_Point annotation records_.
+---+
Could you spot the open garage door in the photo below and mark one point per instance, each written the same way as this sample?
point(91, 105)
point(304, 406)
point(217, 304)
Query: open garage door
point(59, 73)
+---+
_Exercise description_.
Repeat the listing above word for word, keeping every line unchanged.

_Written answer_.
Could you spot the open garage door in the photo below and mark one point per instance, each written the same way as this sample?
point(91, 105)
point(304, 406)
point(217, 304)
Query: open garage door
point(59, 73)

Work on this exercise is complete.